TASK INSTRUCTIONS: Copy out all the entries below with "keypoint" switched to "marker" and nothing else changed. Don't include the pictures.

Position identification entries

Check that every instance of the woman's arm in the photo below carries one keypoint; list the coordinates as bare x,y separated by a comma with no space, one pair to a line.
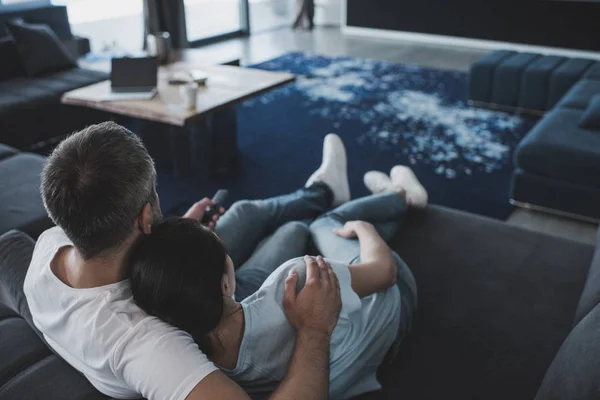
377,270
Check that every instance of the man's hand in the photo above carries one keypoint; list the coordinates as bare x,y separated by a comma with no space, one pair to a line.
198,209
351,228
317,306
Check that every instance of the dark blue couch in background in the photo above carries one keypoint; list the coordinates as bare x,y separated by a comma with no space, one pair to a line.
30,107
557,165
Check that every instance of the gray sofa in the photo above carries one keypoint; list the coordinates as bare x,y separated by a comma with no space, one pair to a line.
504,313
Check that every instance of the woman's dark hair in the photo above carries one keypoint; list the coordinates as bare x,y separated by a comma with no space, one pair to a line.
176,274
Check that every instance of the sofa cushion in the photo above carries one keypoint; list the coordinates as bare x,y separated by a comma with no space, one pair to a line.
591,116
10,66
564,77
30,108
51,378
481,76
555,194
558,148
590,297
41,50
593,72
533,93
580,94
574,372
6,151
20,346
507,78
21,204
495,304
16,249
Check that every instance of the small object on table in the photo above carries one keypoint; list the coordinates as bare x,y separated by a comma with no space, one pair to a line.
159,44
189,92
211,211
183,77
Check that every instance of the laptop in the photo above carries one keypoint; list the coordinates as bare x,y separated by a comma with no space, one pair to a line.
134,75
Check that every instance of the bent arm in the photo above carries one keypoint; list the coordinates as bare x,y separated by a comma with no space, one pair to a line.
377,270
307,377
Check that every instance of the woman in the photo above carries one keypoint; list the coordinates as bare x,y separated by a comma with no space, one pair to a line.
183,275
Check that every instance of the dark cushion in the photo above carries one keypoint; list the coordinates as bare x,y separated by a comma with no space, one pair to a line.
590,297
580,94
574,372
16,249
533,93
30,108
507,78
41,50
481,76
558,148
593,72
555,194
21,204
564,77
50,378
495,304
10,60
591,116
6,151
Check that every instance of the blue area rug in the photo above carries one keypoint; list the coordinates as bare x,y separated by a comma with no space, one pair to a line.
387,114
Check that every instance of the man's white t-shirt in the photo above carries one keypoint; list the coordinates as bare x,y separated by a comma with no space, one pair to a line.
102,333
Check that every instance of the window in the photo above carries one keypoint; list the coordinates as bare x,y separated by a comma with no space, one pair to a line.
109,24
209,18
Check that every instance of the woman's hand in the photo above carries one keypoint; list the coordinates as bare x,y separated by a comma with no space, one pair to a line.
198,209
317,306
351,228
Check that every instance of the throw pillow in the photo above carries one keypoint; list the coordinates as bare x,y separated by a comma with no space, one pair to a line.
10,64
591,116
41,50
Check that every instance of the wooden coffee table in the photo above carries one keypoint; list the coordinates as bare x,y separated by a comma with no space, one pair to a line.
204,139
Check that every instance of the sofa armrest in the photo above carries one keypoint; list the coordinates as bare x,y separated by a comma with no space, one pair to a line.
495,304
16,249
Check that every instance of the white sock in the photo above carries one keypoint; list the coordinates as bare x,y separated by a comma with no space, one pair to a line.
404,177
332,171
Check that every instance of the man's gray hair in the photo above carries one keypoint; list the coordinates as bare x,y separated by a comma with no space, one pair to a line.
96,183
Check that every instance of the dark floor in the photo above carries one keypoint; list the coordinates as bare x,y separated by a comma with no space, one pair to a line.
330,41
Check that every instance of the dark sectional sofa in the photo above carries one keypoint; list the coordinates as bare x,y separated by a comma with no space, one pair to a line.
30,107
21,205
557,165
504,313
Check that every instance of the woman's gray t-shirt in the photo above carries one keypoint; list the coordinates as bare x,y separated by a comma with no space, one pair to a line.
365,331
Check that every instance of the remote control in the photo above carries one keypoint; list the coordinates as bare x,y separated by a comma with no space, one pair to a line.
211,211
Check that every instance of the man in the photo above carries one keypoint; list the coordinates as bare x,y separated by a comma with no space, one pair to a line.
99,188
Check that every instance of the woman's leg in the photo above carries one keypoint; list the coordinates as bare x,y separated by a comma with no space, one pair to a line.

WRITTEN ANSWER:
Check that every instance of the woman's arm in the photo below carries one marker; list the coordinates as bare x,y separated by a comma with no space, one pair to a line.
377,270
Check that every instance of the man's hand in the photo above carries one marker; list the coordinates as bare x,y separated by a comma with no space, one pair to a line.
198,209
351,228
317,306
Check that every instance of the dark blue couch in background in the photo above carries one marker; list the coordinates as bare x,y separated by a comma with no space, one pair to a line.
30,107
557,165
Check that every instance of the gray sofa in the photo above carries one marker; list the coordinates as bare x,y separated by a comma with no space, one pair to a line.
504,313
Check that every instance of the woman's dark hair in the photo above carries one marker; list the coordinates as bare x,y separated by a comma with no space, one pair to a line.
176,274
Check that every instance of the sofa cushion in the photo above carries one marker; list the coordinates as bare x,y separated by a comma with no space, one pair to a line.
591,116
10,66
564,77
30,108
51,378
481,76
555,194
558,148
590,297
41,50
593,72
533,93
580,94
574,372
6,151
20,346
507,78
21,204
495,304
16,249
Check that every instance of the small object on table in the photo above carries one marker; list the coordinates as bare x,y separated by a comma with no space, one pair to a line.
159,44
189,92
211,211
183,77
Check that every instance of the laptop in the photo above carries one marker; list the coordinates as bare x,y separated by a comma with no space, one pair to a line.
134,75
Check that every instance of the bent arm in the photo above carries one marker; list the coordinates as bare x,y separated by a comma with no space, one pair to a line.
377,270
307,377
Check that every instance of the woman in the photo above carries one marker; list the coordinates as bare x,y separated by a comma with no space, one pair to a line.
183,275
Check that every instance of the dark cushion in the photo above carries one marker; list the coordinates as bare x,y separated by a comma with no space, one pair to a line.
590,297
580,94
574,372
16,249
533,93
30,108
507,78
41,50
481,76
558,148
593,72
555,194
21,204
564,77
50,378
495,304
10,60
591,116
6,151
Check that every instance of the blue area rug in the photo above carries one marker; list the coordinates as bare x,y separated by a comma with no space, one pair to a line.
387,114
Check that every instance of the man's white t-shirt in the photo above carries one marker; list the coordinates as bare x,y separated by a comma with no space, one pair to a line.
102,333
Check that every instance of the window in the photo above carries one marker; list the coordinates as bare x,y separated by a comma with no space, one pair to a line.
109,24
209,18
Check that every instance of the woman's hand in the photo above carries one marker; list the coordinates as bare x,y separated by a comma with no space, one pair to a line.
198,209
317,306
351,228
Check that every instance of the throw pillow in the photo above carries one marker; list the coordinates as bare x,y separated by a comma with no space, one pair to a line.
10,64
591,116
41,50
Check that every instance of the wooden coffee table in the photo above carries one marker; list the coordinates as bare x,y separated by a comma with no space, one pair to a line.
204,139
Check that every instance of the sofa armrest in the photo above carries one marker; list the coordinates as bare x,y separated by a comma with no space, one pair to a line.
495,304
16,249
Check that every instance of the white sock in the photo above carries one marker; list the coordinates as bare x,y separated by a comma with no space, one pair to a line.
404,177
332,171
Check that every instance of the man's gray hair in the photo above carries one marker; list the coordinates as bare x,y separated by a comma with no space, one pair to a line.
96,183
Check that every instance of the dark floor in the photo above carries one marker; list the coordinates as bare x,y separated by a comma with no space, one pair to a line.
330,41
Check that every instance of the dark sectional sofa in the photo above carries one marker; list the coordinates as bare x,y separated by a comma with no space, one pair to a line.
30,107
21,205
557,165
504,313
Check that every instance of the woman's gray t-shirt in the photo above carries one marker; list the coordinates as bare x,y separated by a comma with no space, one pair to a line.
365,331
Check that every instance of the remote control in the photo above carries one marker; list the coordinates as bare x,y separated by a comma with no space, one pair to a line.
211,211
Check that every instance of the man in the photo above carries one marker; list the coordinates as bare x,y separated by a comma with no space, one pair to a line.
99,188
Check that every instance of the woman's leg in the photo above carries one marker; list the coordinates as bare x,y separated by a comma with no space, one pair to a line.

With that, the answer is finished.